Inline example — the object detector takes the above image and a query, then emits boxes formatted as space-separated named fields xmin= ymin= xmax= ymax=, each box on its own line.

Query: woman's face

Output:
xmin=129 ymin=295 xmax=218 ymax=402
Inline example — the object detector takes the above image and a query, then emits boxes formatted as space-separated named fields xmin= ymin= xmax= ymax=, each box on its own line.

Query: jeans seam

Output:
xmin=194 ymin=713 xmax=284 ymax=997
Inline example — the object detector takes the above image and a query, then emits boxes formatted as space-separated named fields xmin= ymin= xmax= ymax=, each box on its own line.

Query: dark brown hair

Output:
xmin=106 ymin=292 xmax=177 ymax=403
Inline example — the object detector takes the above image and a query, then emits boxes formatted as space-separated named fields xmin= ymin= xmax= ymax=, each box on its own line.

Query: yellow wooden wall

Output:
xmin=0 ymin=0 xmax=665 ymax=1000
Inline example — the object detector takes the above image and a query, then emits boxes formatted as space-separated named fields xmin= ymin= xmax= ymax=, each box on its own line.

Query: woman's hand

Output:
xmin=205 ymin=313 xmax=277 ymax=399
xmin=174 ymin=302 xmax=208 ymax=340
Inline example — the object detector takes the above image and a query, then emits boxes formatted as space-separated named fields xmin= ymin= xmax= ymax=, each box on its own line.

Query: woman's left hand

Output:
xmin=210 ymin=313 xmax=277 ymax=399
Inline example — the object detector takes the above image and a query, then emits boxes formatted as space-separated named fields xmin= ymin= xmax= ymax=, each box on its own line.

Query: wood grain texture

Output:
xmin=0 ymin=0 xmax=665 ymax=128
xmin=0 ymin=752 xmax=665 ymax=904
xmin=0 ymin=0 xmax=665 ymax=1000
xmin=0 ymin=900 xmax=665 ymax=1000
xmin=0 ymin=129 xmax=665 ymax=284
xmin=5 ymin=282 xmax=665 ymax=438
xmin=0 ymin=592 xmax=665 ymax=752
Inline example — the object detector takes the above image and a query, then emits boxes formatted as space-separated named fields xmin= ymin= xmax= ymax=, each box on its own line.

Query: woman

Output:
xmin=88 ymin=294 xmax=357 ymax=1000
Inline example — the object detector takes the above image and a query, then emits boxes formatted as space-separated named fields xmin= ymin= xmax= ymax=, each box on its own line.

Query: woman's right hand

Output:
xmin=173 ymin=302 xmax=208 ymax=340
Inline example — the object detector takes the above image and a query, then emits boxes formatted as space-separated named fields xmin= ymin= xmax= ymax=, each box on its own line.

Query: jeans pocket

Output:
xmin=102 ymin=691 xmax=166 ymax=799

==================================================

Rewrite every line of the records above as a JSON list of strings, one string per line, leaving out blank lines.

[
  "Inline example — the object detector takes the above image and a query, then emits boxes formatted as space-separated named fields xmin= ymin= xmax= ymax=, each box on its own line.",
  "Query: woman's face",
  "Output:",
  "xmin=129 ymin=295 xmax=218 ymax=402",
  "Inline example — the object detector takes the above image and a query, then emits boxes formatted as space-separated named fields xmin= ymin= xmax= ymax=, each box on its own line.",
  "Query: jeans seam",
  "Output:",
  "xmin=194 ymin=713 xmax=284 ymax=997",
  "Inline example — the object detector takes the above image and a query, then emits boxes formatted as space-separated named fields xmin= ymin= xmax= ymax=, each box on its own line.",
  "Query: dark brown hair",
  "Output:",
  "xmin=106 ymin=292 xmax=177 ymax=403",
  "Inline example — the object detector takes the above image and a query, then emits boxes formatted as space-separated named fields xmin= ymin= xmax= ymax=, each box on its own line.",
  "Query: yellow wooden wall",
  "Output:",
  "xmin=0 ymin=0 xmax=665 ymax=1000",
  "Inline example — the object detector takes the above image and a query, then emits boxes formatted as space-separated named fields xmin= ymin= xmax= ymax=, each box on its own line.",
  "Query: woman's hand",
  "Output:",
  "xmin=205 ymin=313 xmax=277 ymax=399",
  "xmin=174 ymin=302 xmax=208 ymax=340",
  "Inline example — the object detector takes the above image and a query, then emits boxes formatted as space-separated named fields xmin= ymin= xmax= ymax=, each box on its own line.",
  "Query: woman's left hand",
  "Output:",
  "xmin=210 ymin=313 xmax=277 ymax=399",
  "Inline example — the object detector takes the above image and a query, then emits boxes formatted as space-separated named fields xmin= ymin= xmax= ymax=, each box on its own line.",
  "Query: wood grain texture",
  "Output:",
  "xmin=0 ymin=0 xmax=665 ymax=128",
  "xmin=0 ymin=752 xmax=665 ymax=904",
  "xmin=0 ymin=0 xmax=665 ymax=1000",
  "xmin=0 ymin=900 xmax=665 ymax=1000",
  "xmin=0 ymin=129 xmax=665 ymax=284",
  "xmin=5 ymin=282 xmax=665 ymax=438",
  "xmin=0 ymin=592 xmax=665 ymax=752",
  "Inline example — the object detector takes the above image and a query, then emits boxes formatted as space-separated named fields xmin= ymin= xmax= ymax=, each box on its own line.",
  "Query: woman",
  "Output:",
  "xmin=88 ymin=294 xmax=357 ymax=1000",
  "Inline example — the object detector takes the above image and a query, then emits boxes formatted as space-separated named fields xmin= ymin= xmax= ymax=, each box on its own line.",
  "Query: woman's right hand",
  "Output:",
  "xmin=173 ymin=302 xmax=208 ymax=340",
  "Inline example — the object detector takes the above image and a query, then emits boxes formatted as space-separated named fields xmin= ymin= xmax= ymax=, each box on its own line.",
  "Query: jeans pocket",
  "Output:",
  "xmin=102 ymin=691 xmax=166 ymax=799"
]